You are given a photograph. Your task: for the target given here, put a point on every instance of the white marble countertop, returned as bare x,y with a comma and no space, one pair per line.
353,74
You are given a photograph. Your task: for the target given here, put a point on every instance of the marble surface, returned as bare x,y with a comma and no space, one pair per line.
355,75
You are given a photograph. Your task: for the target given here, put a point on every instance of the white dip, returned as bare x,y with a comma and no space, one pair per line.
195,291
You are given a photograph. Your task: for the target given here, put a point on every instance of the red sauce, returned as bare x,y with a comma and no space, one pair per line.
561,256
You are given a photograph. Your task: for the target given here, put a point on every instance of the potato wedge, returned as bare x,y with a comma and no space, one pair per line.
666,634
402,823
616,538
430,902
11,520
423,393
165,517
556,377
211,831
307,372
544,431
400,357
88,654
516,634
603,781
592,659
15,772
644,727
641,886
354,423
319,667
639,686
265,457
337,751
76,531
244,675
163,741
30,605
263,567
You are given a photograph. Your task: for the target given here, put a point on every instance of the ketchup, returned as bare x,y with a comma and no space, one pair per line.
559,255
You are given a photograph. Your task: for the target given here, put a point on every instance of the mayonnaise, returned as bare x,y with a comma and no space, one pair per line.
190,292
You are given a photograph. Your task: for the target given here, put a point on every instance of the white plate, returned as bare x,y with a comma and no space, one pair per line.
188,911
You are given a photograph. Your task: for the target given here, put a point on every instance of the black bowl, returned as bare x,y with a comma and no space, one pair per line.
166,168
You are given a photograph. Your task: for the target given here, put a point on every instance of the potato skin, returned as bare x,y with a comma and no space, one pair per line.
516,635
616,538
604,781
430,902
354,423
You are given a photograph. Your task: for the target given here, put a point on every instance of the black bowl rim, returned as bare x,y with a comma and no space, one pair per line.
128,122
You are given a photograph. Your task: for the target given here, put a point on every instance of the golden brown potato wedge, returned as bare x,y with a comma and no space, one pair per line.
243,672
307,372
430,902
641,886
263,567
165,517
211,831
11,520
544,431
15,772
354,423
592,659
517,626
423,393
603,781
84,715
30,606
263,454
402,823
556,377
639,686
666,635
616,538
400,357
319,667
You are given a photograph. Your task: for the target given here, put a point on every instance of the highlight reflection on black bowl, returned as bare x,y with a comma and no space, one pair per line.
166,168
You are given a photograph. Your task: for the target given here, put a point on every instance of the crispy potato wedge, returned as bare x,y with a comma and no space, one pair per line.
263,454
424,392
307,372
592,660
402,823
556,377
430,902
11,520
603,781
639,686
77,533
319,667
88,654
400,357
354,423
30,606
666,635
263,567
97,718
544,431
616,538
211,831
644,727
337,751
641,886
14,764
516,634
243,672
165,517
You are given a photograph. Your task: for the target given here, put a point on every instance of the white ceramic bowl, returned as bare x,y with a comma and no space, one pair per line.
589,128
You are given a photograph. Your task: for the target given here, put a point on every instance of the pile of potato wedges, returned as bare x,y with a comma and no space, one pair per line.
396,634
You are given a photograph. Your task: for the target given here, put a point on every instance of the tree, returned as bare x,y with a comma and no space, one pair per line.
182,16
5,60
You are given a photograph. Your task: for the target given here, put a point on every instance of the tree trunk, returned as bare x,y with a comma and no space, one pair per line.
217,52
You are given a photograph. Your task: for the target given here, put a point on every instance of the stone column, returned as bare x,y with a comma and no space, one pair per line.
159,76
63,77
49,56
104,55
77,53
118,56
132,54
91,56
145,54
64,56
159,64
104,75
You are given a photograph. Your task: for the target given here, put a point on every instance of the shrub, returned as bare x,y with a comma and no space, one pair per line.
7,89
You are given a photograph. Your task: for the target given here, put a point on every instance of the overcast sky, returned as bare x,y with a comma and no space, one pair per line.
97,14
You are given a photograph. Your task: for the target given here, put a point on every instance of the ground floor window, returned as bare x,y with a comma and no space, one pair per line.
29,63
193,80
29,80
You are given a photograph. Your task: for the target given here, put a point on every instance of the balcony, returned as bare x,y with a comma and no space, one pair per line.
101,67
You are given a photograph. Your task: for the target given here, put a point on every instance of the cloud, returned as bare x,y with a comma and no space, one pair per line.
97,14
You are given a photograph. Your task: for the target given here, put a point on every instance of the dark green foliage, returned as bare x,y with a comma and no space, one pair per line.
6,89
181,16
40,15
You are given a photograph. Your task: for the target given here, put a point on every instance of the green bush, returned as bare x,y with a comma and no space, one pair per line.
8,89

**Brief:** Repeat the listing above without any change.

**Answer below:**
You are given a photograph. Your task: for the target given here, put a point on every instance of the white marble countertop, returned as bare x,y with a comma and no space, one pair per line.
353,74
You are given a photograph. Your task: for the target given here, put a point on every instance of the marble surface, returned as bare x,y with a comma and no space, one pair per line.
355,75
You are given a photograph. Your task: for the target given here, put a point on every instance of the white dip, returned as bare x,y with a comma and no space, one pair per line.
195,291
You are given a photograph. Your task: for the target given here, put a point on every instance of the red sauce, returned as bare x,y with a comma and no space, one pair per line.
561,256
You are given a photograph. Your task: for the target given here, put a point on every instance of the potato wedge, returned as bare x,y with a comma and no space, one pair per line.
666,634
402,823
616,538
430,902
11,520
423,393
165,517
556,377
211,831
307,372
544,431
400,357
88,654
516,634
603,781
592,659
15,772
644,727
641,886
354,423
319,667
639,686
265,457
337,751
76,531
244,675
163,741
30,605
263,567
You are given a photograph. Your task: for the target given here, put a point on every instance of the ketchup, returned as bare x,y with a comma and no space, one pair per line.
559,255
You are given a photograph. Your task: for the target given here, put a point on every instance of the mayonnaise, returned as bare x,y with a comma and no space, one pair per line.
190,292
You are given a photograph. Your task: for the target given here, put a point on every instance of the white plate, returned as bare x,y with a comma and no space, one pair per line.
188,911
You are given a photograph. Your task: for the target given here, put a point on every instance of the black bowl, returned as bare x,y with a comma and no space, one pair per line.
166,168
You are given a photograph. Your task: for the target given here, put a point on every instance of the potato skin, returned as bare x,y with a comma and no space, one pair per line.
516,635
616,538
604,781
430,902
354,423
You are given a photograph. Your task: for the target given here, put a point on every instance of the black bowl rim, returned as bare x,y with a comma and no space, one pair per line.
128,122
You are given a photograph. Your task: for the target given here, put a point on every instance of the golden brown potato wedge, returned as bare x,y with a comma and no space, one pair per line.
243,672
307,372
430,902
641,886
263,567
165,517
211,831
11,520
544,431
15,772
354,423
592,659
517,626
423,393
603,781
84,715
30,606
263,454
402,823
556,377
639,686
666,635
616,538
400,357
319,667
You are given a photograph. Your task: for the target given here, put a point on every instance of the highlight reflection on black bowl, returned as bare x,y with a comma and no space, one pair per line.
166,168
You are given a photograph. Your task: for the target given here, put a point on every instance of the crispy potato wedge, returned as bare x,y with a comma and no space, one pair per line.
263,454
424,392
307,372
592,660
402,823
556,377
430,902
11,520
603,781
639,686
77,533
319,667
88,654
400,357
354,423
30,606
666,635
263,567
97,718
544,431
616,538
211,831
644,727
337,751
641,886
14,764
516,634
243,672
165,517
You are given a photograph. Your task: for the target given here, put a point on every instance of the white ceramic bowl, returned as bare x,y with a comma and no space, one pair per line.
589,128
You are given a photograph. Your task: for the target given here, put a point on every instance of the pile of potato wedges, returned as bare x,y with a comma and no space, one pair per line.
396,634
You are given a photograph. Your task: for the target given here, put a point on every instance of the tree, returned as bare x,y with a comma and no space, one pair per line.
182,16
5,60
You are given a photograph. Your task: for the target given here, put a point on every instance of the tree trunk, returned as bare x,y with a comma and no space, one pair per line.
217,52
You are given a photograph. Your task: for the target given here, put a point on every instance of the stone column, returned as bare x,y with a comma and no space, one pair per line.
159,76
63,77
49,56
104,55
77,53
118,56
132,54
91,56
145,54
64,56
159,64
104,75
You are given a photograph. Your task: for the target given here, put a point on every instance of the shrub, returned as bare x,y with a comma and no space, one pair per line.
7,89
You are given a photograph. Your task: for the target given here, put a point on every instance of the overcast sky, returned as bare x,y with a comma and no space, one pair per line.
97,14
You are given a photograph. Your task: for the target given here, put a point on every instance of the ground floor window, returned as bare x,y with a comma and no space, one pair per line.
29,63
193,80
29,80
You are given a photograph. Your task: for the target given here, put a point on every instance of the balcony, returned as bare x,y with a comma and no space, one pair per line.
101,67
You are given a photograph. Your task: for the target given here, put a point on every instance of the cloud, returned as bare x,y with a comma and no space, one pair per line.
97,14
You are given a photograph. Your task: for the target given here, put a point on every instance of the dark green foliage, returned as bare x,y with a comma and no space, one pair per line.
6,89
181,16
40,15
You are given a photograph. Your task: for the target given here, put a point on every instance of the green bush, returned as bare x,y with a comma and no space, one pair per line.
8,89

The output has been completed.